President of the National Assembly
- In office 2003–2015
- Preceded by: Said Ibrahim Badoul
- Succeeded by: Mohamed Ali Houmed

Personal details
- Born: 25 December 1945
- Died: 12 February 2015
- Political party: People's Rally for Progress

= Idriss Arnaoud Ali =

Djiboutian politician (1945–2015)

Idriss Arnaoud Ali (25 December 1945 - 12 February 2015) was a Djiboutian politician who was President of the National Assembly of Djibouti from 2003 to 2015. He was also the Secretary-General of the People's Rally for Progress (RPP) from 2003 to 2012.

==Career==
He was born in Ali Sabieh. Beginning in 1982, he held various important positions at Air Djibouti. On 1 April 1985, he became its Deputy Director-General. He then served as Interim Director-General from 25 April 1986 to 1 March 1990 and was Director-General from 1 March 1990 to 31 January 1991. He was subsequently Technical Adviser to the Minister of National Education from 1992 to 1997 and was elected to the National Assembly in the December 1997 parliamentary election as the fourth candidate on the joint candidate list of the ruling RPP and the Front for the Restoration of Unity and Democracy (FRUD) for the District of Djibouti. During the parliamentary term that followed, he served as President of the Permanent Commission of the National Assembly; he was also a member of the Defense Commission.

- Given records:
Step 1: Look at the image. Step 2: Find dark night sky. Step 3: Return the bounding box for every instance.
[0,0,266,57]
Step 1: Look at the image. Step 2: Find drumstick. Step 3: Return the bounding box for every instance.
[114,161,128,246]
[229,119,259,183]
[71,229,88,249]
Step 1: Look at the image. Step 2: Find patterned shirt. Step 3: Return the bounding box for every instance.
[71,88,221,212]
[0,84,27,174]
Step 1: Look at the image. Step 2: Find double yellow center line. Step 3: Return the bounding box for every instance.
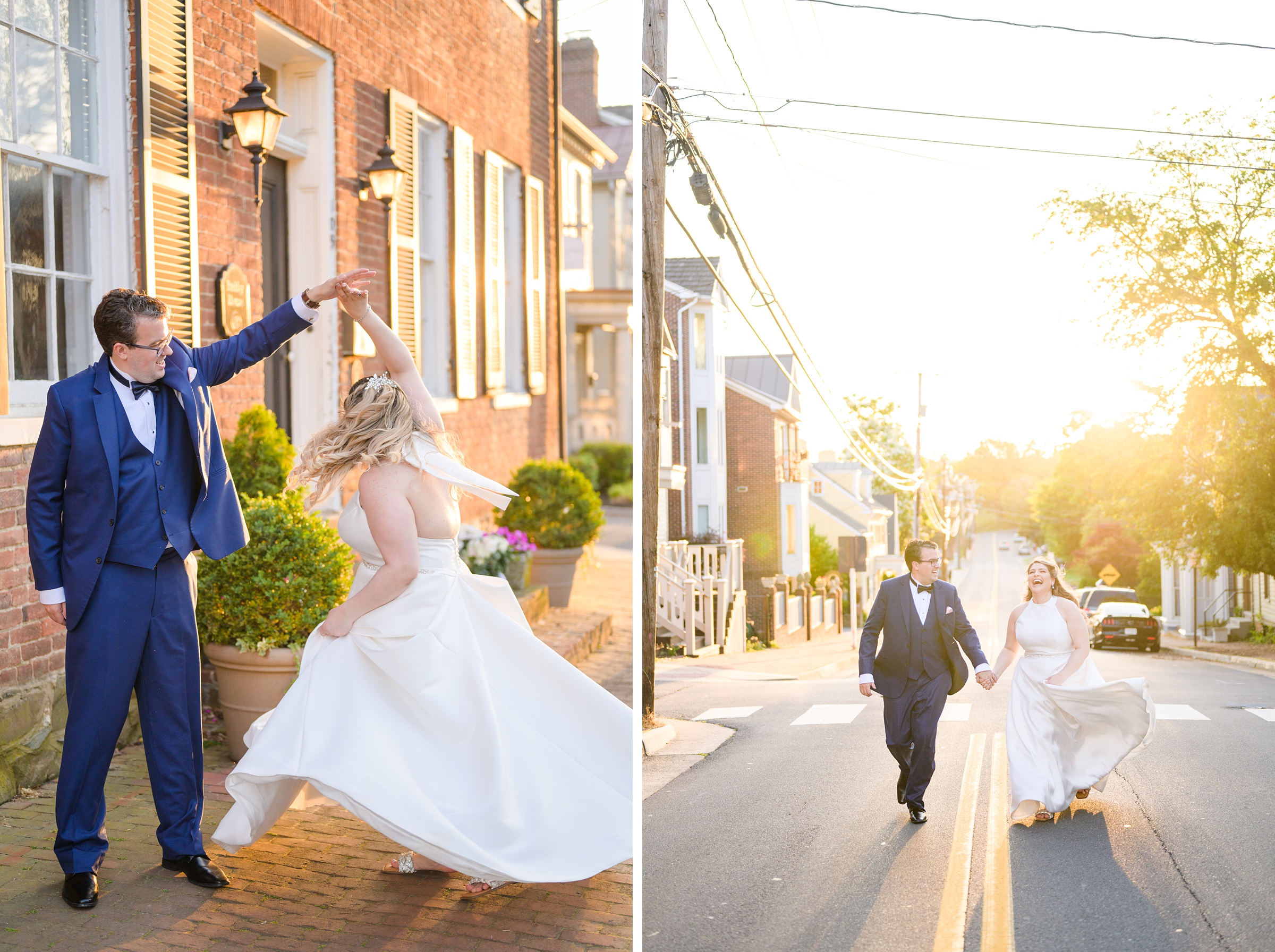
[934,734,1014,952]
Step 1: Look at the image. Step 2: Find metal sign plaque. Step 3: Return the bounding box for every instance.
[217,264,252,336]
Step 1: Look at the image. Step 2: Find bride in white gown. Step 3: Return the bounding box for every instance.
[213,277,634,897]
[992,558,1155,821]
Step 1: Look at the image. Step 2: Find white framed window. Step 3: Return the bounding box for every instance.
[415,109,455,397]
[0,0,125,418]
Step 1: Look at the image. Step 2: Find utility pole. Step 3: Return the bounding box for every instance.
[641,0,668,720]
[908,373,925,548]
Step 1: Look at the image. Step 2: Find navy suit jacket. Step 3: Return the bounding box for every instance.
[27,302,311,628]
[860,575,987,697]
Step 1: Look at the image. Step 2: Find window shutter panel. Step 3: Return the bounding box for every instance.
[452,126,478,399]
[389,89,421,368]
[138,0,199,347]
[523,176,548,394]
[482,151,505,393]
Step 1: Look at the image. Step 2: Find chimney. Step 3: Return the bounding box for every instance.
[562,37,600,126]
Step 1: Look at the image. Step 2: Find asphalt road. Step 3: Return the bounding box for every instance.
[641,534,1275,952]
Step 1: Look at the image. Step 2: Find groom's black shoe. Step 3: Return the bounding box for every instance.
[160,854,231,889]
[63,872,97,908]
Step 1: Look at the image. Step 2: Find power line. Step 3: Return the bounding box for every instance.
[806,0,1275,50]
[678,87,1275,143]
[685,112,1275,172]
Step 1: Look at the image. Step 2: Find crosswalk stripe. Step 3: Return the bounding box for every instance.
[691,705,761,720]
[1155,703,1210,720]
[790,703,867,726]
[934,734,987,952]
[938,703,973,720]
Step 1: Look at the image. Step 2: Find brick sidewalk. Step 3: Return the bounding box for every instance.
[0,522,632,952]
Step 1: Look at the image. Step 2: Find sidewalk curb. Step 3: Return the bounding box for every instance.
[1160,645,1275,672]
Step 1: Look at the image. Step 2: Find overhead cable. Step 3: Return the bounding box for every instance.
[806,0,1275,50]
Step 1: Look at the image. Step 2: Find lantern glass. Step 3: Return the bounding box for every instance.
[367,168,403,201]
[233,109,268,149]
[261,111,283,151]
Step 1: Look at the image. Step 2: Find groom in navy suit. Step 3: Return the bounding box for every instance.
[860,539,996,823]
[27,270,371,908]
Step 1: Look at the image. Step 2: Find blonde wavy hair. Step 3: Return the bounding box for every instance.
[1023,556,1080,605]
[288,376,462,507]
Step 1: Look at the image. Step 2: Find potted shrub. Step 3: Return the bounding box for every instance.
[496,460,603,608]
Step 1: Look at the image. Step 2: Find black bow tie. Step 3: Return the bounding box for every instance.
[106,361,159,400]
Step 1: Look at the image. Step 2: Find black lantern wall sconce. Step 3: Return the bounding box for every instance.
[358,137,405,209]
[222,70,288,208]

---

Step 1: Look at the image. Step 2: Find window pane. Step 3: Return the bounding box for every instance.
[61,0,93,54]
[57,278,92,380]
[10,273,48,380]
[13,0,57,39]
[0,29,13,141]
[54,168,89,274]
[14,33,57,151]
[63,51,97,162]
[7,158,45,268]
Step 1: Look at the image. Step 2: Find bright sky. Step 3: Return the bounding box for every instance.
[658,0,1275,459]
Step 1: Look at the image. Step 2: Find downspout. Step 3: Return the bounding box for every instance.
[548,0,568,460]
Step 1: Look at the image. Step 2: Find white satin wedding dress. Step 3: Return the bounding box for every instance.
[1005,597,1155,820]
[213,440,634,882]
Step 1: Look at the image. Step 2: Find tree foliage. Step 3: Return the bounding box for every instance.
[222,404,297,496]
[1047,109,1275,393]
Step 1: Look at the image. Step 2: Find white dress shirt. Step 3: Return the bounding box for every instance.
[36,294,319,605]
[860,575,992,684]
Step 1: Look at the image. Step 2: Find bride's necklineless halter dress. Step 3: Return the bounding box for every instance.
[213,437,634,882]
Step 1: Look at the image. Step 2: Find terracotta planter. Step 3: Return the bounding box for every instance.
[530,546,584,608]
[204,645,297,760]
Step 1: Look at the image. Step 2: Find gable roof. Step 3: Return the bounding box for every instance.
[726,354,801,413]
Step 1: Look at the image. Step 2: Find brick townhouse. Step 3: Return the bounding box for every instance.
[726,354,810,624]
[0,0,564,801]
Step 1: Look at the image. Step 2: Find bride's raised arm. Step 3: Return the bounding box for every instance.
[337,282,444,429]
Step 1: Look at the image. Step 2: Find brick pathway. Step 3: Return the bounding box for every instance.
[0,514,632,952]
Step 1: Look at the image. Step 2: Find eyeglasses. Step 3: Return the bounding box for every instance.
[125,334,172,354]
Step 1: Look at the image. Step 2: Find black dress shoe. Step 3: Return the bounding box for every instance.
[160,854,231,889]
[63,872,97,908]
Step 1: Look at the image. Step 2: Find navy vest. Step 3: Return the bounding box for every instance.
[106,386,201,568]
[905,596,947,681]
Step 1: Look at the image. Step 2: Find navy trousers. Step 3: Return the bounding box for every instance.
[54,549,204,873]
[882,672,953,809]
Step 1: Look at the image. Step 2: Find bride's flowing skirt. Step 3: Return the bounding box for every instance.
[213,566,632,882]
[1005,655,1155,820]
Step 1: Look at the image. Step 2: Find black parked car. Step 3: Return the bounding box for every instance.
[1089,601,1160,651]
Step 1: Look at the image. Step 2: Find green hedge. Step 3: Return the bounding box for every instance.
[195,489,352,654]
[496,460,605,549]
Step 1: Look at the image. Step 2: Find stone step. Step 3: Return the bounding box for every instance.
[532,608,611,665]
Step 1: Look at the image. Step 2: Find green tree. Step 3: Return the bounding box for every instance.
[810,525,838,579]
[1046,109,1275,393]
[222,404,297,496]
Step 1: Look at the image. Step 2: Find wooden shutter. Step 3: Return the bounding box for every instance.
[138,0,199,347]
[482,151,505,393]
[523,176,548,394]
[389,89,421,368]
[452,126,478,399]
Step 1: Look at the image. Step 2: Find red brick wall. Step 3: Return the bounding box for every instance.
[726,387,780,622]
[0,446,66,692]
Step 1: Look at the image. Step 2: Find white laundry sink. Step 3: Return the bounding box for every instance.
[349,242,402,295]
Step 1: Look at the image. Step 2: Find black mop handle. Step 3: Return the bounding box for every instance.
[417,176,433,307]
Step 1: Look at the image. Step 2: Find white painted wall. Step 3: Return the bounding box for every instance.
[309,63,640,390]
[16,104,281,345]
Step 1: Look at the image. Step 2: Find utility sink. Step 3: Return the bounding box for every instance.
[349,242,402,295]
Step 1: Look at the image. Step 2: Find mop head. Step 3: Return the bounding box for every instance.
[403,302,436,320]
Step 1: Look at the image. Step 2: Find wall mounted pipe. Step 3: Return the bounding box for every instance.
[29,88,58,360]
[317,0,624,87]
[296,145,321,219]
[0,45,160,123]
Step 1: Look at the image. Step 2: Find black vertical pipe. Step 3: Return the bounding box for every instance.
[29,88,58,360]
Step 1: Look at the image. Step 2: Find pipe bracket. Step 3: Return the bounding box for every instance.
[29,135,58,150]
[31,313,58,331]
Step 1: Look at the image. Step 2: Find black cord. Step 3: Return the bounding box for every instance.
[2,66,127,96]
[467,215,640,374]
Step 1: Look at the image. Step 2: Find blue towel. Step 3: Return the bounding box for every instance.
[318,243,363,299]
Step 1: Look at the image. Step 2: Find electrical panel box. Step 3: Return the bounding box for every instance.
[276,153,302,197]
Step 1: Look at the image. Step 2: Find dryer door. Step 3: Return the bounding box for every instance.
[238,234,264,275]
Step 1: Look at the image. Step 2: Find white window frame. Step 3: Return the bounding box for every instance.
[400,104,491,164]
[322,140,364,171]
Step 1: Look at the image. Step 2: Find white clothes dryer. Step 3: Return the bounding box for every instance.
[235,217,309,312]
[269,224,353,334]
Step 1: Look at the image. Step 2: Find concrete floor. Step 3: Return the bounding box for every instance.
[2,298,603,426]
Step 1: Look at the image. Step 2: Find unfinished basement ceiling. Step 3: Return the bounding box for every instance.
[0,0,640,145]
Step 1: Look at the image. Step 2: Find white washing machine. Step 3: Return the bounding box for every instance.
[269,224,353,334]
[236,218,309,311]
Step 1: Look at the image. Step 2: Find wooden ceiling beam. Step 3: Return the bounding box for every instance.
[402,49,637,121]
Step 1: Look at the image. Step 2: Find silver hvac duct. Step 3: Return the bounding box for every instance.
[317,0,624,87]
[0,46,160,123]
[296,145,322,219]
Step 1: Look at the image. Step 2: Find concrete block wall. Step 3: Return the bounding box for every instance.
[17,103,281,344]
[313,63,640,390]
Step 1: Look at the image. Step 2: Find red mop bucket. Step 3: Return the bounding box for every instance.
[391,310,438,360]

...

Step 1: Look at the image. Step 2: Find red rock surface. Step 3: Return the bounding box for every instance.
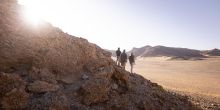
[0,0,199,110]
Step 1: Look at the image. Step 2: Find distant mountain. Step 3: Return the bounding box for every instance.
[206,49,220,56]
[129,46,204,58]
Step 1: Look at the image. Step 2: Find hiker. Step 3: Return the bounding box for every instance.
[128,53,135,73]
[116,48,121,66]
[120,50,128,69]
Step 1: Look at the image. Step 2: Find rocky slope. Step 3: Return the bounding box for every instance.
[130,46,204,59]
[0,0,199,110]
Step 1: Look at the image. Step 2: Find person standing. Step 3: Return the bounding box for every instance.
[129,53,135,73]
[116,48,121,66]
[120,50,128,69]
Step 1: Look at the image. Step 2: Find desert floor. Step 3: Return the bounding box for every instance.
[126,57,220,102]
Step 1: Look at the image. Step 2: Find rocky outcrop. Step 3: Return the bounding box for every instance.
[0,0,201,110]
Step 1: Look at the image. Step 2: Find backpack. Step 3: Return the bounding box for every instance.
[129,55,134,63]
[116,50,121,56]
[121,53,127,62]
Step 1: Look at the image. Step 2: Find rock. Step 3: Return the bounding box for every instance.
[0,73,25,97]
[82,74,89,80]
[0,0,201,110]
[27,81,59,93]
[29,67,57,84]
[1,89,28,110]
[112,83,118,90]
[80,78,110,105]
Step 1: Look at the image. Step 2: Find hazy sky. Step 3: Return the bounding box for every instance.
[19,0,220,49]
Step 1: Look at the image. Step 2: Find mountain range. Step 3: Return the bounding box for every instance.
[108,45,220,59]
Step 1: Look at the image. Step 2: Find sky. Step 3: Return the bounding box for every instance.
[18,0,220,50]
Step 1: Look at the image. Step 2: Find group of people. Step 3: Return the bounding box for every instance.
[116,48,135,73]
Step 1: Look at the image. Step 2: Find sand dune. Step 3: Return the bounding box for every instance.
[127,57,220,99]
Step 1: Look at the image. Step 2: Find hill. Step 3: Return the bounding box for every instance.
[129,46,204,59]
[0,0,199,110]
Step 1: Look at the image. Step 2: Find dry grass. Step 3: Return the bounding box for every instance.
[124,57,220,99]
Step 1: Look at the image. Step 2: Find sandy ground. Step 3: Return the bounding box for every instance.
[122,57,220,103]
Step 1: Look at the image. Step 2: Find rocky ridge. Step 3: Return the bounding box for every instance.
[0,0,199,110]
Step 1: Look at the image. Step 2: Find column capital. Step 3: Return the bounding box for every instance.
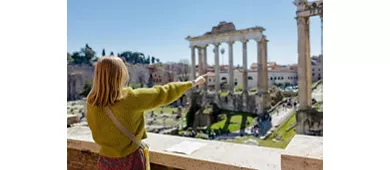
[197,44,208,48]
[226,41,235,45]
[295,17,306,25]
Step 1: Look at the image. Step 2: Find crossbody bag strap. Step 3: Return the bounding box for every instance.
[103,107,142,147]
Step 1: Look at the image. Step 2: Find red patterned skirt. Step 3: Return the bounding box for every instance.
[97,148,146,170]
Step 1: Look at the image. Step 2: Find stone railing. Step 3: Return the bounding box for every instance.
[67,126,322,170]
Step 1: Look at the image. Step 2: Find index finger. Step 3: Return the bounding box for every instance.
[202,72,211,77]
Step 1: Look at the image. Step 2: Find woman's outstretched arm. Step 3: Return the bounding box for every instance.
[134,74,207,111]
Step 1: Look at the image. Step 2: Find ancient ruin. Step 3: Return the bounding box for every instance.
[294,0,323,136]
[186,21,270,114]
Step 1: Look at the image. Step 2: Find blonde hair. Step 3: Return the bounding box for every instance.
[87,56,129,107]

- Objective A: Could you condense the paragraph of the Idriss Arnaoud Ali biography that begins "He was born in Ali Sabieh" into a brief list that keeps its main facts?
- Objective B: Could you give the part of the Idriss Arnaoud Ali biography starting at "Personal details" and ending at "Djiboutian politician (1945–2015)" again, changing "Died" to "Passed away"?
The rows have nothing to do with the Idriss Arnaoud Ali biography.

- Complete response A:
- Born in Ali Sabieh.
- Held various important positions at Air Djibouti beginning in 1982.
- Became Deputy Director-General of Air Djibouti on 1 April 1985.
- Served as its Interim Director-General from 25 April 1986 to 1 March 1990, then Director-General until 31 January 1991.
- Was Technical Adviser to the Minister of National Education from 1992 to 1997.
- Was elected to the National Assembly in December 1997, fourth on the joint RPP–FRUD list for the District of Djibouti.
- Served as President of the Permanent Commission of the National Assembly during that term and was a member of the Defense Commission.

- Complete response B:
Personal details
- Born: 25 December 1945
- Passed away: 12 February 2015
- Political party: People's Rally for Progress

= Idriss Arnaoud Ali =

Djiboutian politician (1945–2015)